[START SOURCE EXTRACT]

>>>>> G?bor Cs?rdi
>>>>> on Wed, 22 Jan 2020 22:56:17 +0000 writes:
> Hi All,
> I think there is a memory error in the libcurl connection code that
> typically happens when libcurl reads big chunks of data. This
> potentially affects all code that use url() with the libcurl download
> method, which is the default in most builds. In practice it tends to
> happen more with HTTP/2 and if the connection is wrapped into a
> gzcon(). macOS Catalina has a libcurl build with HTTP/2 error, so many
> users that upgraded macOS are starting to see this.
> The workaround is to avoid using url(), if you can. If you need an
> HTTP stream, you can use curl::curl(), which is a drop-in replacement.
> To reproduce, the easiest is a libcurl build that has HTTP/2 support
> and a server with HTTP/2 as well, e.g. the cloud mirror:
> ------------------------------------------------
> ~ # R --slave -e 'options(internet.info = 0); foo <-
>
readRDS(gzcon(url("https://cran.rstudio.com/src/contrib/Meta/archive.rds")))'
> * Trying 13.33.54.118:443...
> * TCP_NODELAY set
> * Connected to cran.rstudio.com (13.33.54.118) port 443 (#0)
> * ALPN, offering h2
> * ALPN, offering http/1.1
> * successfully set certificate verify locations:
> * CAfile: /etc/ssl/certs/ca-certificates.crt
> CApath: none
> * SSL connection using TLSv1.2 / ECDHE-RSA-AES128-GCM-SHA256
> * ALPN, server accepted to use h2
> * Server certificate:
> * subject: CN=cran.rstudio.com
> * start date: Jul 24 00:00:00 2019 GMT
> * expire date: Aug 24 12:00:00 2020 GMT
> * subjectAltName: host "cran.rstudio.com" matched cert's
"cran.rstudio.com"
> * issuer: C=US; O=Amazon; OU=Server CA 1B; CN=Amazon
> * SSL certificate verify ok.
> * Using HTTP2, server supports multi-use
> * Connection state changed (HTTP/2 confirmed)
> * Copying HTTP/2 data in stream buffer to connection buffer after
upgrade: len=0
> * Using Stream ID: 1 (easy handle 0x56303c2910e0)
>> GET /src/contrib/Meta/archive.rds HTTP/2
> Host: cran.rstudio.com
> User-Agent: R (3.4.4 x86_64-pc-linux-gnu x86_64 linux-gnu)
> Accept: */*
> * Connection state changed (MAX_CONCURRENT_STREAMS == 128)!
> < HTTP/2 200
> < content-length: 2483432
> < date: Wed, 22 Jan 2020 21:22:04 GMT
> < server: Apache/2.4.39 (Unix)

[END SOURCE EXTRACT]

GIVEN INSTRUCTION A:
List the response headers that the libcurl bug report's log shows below the "HTTP/2 200" status line, each with its value.
GIVEN INSTRUCTION B:
Pick up the libcurl bug report after its last line and continue writing it.

[START SUPPLIED INFORMATION]

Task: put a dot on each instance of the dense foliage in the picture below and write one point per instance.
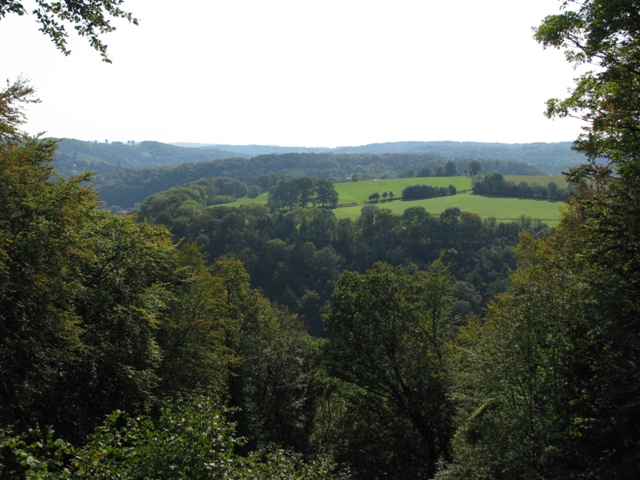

[END SUPPLIED INFORMATION]

WRITTEN ANSWER A:
content-length: 2483432
date: Wed, 22 Jan 2020 21:22:04 GMT
server: Apache/2.4.39 (Unix)

WRITTEN ANSWER B:
> < last-modified: Wed, 22 Jan 2020 17:10:22 GMT
> < etag: "25e4e8-59cbd998a0360"
> < accept-ranges: bytes
> < cache-control: max-age=1800
> < expires: Wed, 22 Jan 2020 21:52:04 GMT
> < x-cache: Hit from cloudfront
> < via: 1.1 6cbe48f9f9ff0c768f29d83804f75d4c.cloudfront.net
(CloudFront)
> < x-amz-cf-pop: MAN50-C1
> < x-amz-cf-id:
WwCQVQz9g8ZP6Az4m4n__h7aUW6vwlg0-AkiCv_DnVfGe10bzaFtfg= > < age: 960
> <
> * 85 data bytes written
> Error in
readRDS(gzcon(url("https://cran.rstudio.com/src/contrib/Meta/archive.rds")))
> :
> reference index out of range
> * stopped the pause stream!
> * Connection #0 to host cran.rstudio.com left intact
> Execution halted
> ------------------------------------------------
> Sometimes you get a crash, sometimes a corrupt stream, etc. Sometimes
> is actually works.
> It seems that the fix is simply this:
> ------------------------------------
> --- src/modules/internet/libcurl.c~
> +++ src/modules/internet/libcurl.c
> @@ -762,6 +762,7 @@
> void *newbuf = realloc(ctxt->buf, newbufsize);
> if (!newbuf) error("Failure in re-allocation in rcvData");
ctxt-> buf = newbuf; ctxt->bufsize = newbufsize;
> + ctxt->current = ctxt->buf;
> }
> memcpy(ctxt->buf + ctxt->filled, ptr, add);
> ------------------------------------
> Best,
> Gabor
Thanks a lot, G?bor!
I can reproduce the problem (on Linux Fedora 30) and confirm
that your patch works.
Even more, the patch looks "almost obvious",
because
ctxt->current = ctxt->buf
happens earlier in rcvData() after a change to ctxt->buf and so
should be updated if buf is.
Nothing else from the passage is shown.